- **ПОРЯДОК РАБОТЫ**:
[1] В каком трактате Данте, согласно отрывку о чрезвычайном положении, содержится имплицитная критика чрезвычайного положения?
[2] Приведите в виде нумерованного списка строки записей между строкой, содержащей «Find every instance of the shallow», и строкой, содержащей «x=141 y=108», включительно, без пустых строк.

------ ПРЕДОСТАВЛЕННЫЙ ОТРЫВОК

Читаем Homo sacer. Чрезвычайное положение полностью

К Другой эпизод с отказом от применения закона ex dispensatione misericordiae[62] мы находим в одном из фрагментов Грациана, где специалист по каноническому праву утверждает: Церковь может оставить без санкции нарушение, если оно уже совершено (pro eventu rei, например, в случае, если некий человек, который не мог стать епископом, уже рукоположен). Здесь парадоксальным образом закон не применяется именно потому, что нарушение уже действительно имело место, и санкции имели бы негативные последствия для Церкви. Анализируя этот текст, Антон Шютц справедливо заметил, что «оценивая законность дефакто, стремясь связать ее с внеправовой реальностью, он [Грациан] не дает праву возможности соотноситься с самим собой, предвосхищая таким образом закат правовой системы»[63]. В этом смысле средневековое исключение свидетельствует о проникновении в правовую систему внешнего факта, своего рода fictio legis[64], из–за которого в данной ситуации все делают вид, будто выборы епископа были легитимными. Современное чрезвычайное положение, напротив, есть попытка включения в правовую систему самого исключения, что предполагает создание зоны неразличимости, внутри которой реальность и право совпадают.

Имплицитная критика чрезвычайного положения содержится в трактате Данте «Монархия». Стремясь доказать, что Рим достиг своего владычества над миром с помощью права (iure), а не насилия, Данте утверждает, что невозможно достичь главной цели права (то есть общего блага) без соблюдения самих принципов права и что поэтому «всякий, кто имеет в виду цель права, идет вместе с правом» (quicunque finem iuris intendit cum iure graditur)[65]. Мысль о том, что приостановление действия права может быть необходимым для общего блага, не свойственна средневековому миру.

1.10.

Чрезвычайное положение стремится воити в правовую систему и стать подлинным «состоянием» права лишь в современную эпоху. Принцип, согласно которому крайняя необходимость определяет единичную ситуацию, в которой закон теряет свою vis obligandi (именно в этом смысл изречения necessitas legem поп habet), становится принципом, в соответствии с которым необходимость составляет, так сказать, главное основание и сам источник закона. Это касается не только тех авторов, которые ставили перед собой задачу оправдать национальные интересы одного государства по отношению к интересам другого — как в формуле Not kennt kein Gebot, «необходимость заставит пойти на все», которую использовал прусский канцлер Бетман–Гольвег, а затем Йозеф Колер воспроизвел в одноименной книге 1915 года, — но и для тех юристов, которые (от Еллинека до Дюги) рассматривали крайнюю необходимость как основание для действия указов, имевших силу закона и изданных исполнительной властью в период чрезвычайного положения.

------------
------ ДАННЫЕ УПРАЖНЕНИЯ

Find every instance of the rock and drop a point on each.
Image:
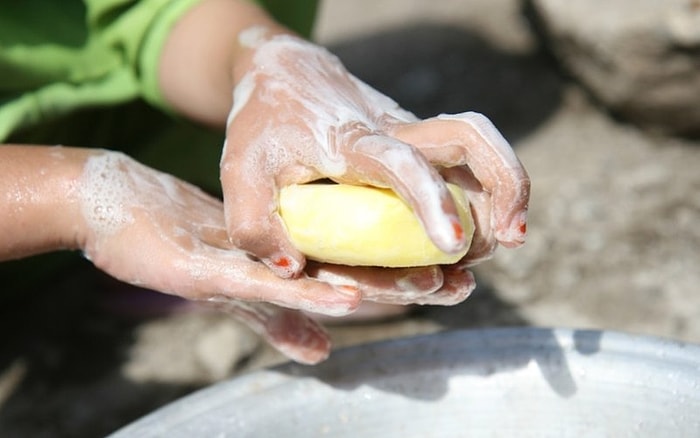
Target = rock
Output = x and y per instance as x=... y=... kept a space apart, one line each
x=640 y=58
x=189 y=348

------------
------ ДАННЫЕ УПРАЖНЕНИЯ

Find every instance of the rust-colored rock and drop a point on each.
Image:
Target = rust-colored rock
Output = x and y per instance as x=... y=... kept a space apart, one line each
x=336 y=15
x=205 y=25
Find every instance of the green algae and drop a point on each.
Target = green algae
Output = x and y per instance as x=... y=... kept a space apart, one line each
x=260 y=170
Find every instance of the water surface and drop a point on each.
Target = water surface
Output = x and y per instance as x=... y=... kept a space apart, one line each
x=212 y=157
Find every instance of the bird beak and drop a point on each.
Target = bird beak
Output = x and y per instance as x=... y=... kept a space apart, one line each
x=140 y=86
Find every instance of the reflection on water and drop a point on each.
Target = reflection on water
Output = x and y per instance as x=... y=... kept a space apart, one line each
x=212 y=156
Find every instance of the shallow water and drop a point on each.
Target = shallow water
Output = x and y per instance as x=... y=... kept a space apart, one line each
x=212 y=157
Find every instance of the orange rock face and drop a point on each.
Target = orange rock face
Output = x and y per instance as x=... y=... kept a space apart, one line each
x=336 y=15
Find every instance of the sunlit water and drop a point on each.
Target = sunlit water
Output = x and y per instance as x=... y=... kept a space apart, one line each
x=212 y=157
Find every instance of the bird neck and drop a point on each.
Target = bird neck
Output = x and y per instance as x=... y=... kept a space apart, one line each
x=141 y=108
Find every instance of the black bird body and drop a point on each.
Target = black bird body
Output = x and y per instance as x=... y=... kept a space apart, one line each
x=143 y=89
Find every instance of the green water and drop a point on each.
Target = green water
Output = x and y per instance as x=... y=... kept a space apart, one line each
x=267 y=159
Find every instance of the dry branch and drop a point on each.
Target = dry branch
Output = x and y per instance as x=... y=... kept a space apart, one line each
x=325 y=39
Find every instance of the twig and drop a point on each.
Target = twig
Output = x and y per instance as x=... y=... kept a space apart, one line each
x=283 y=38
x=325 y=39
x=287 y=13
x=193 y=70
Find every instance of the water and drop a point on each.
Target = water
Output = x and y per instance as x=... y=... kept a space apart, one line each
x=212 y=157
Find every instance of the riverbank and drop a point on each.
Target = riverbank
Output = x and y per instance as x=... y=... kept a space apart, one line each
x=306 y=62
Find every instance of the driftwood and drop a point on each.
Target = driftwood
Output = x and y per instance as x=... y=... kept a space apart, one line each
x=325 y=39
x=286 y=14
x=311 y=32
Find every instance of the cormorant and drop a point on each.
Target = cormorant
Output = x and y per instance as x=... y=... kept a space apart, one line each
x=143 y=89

------------

- **РЕЗУЛЬТАТЫ ВЫПОЛНЕНИЯ**:
[1] В трактате «Монархия».

[2]
1. Find every instance of the shallow water and drop a point on each.
2. Target = shallow water
3. Output = x and y per instance as x=... y=... kept a space apart, one line each
4. x=212 y=157
5. Find every instance of the orange rock face and drop a point on each.
6. Target = orange rock face
7. Output = x and y per instance as x=... y=... kept a space apart, one line each
8. x=336 y=15
9. Find every instance of the sunlit water and drop a point on each.
10. Target = sunlit water
11. Output = x and y per instance as x=... y=... kept a space apart, one line each
12. x=212 y=157
13. Find every instance of the bird neck and drop a point on each.
14. Target = bird neck
15. Output = x and y per instance as x=... y=... kept a space apart, one line each
16. x=141 y=108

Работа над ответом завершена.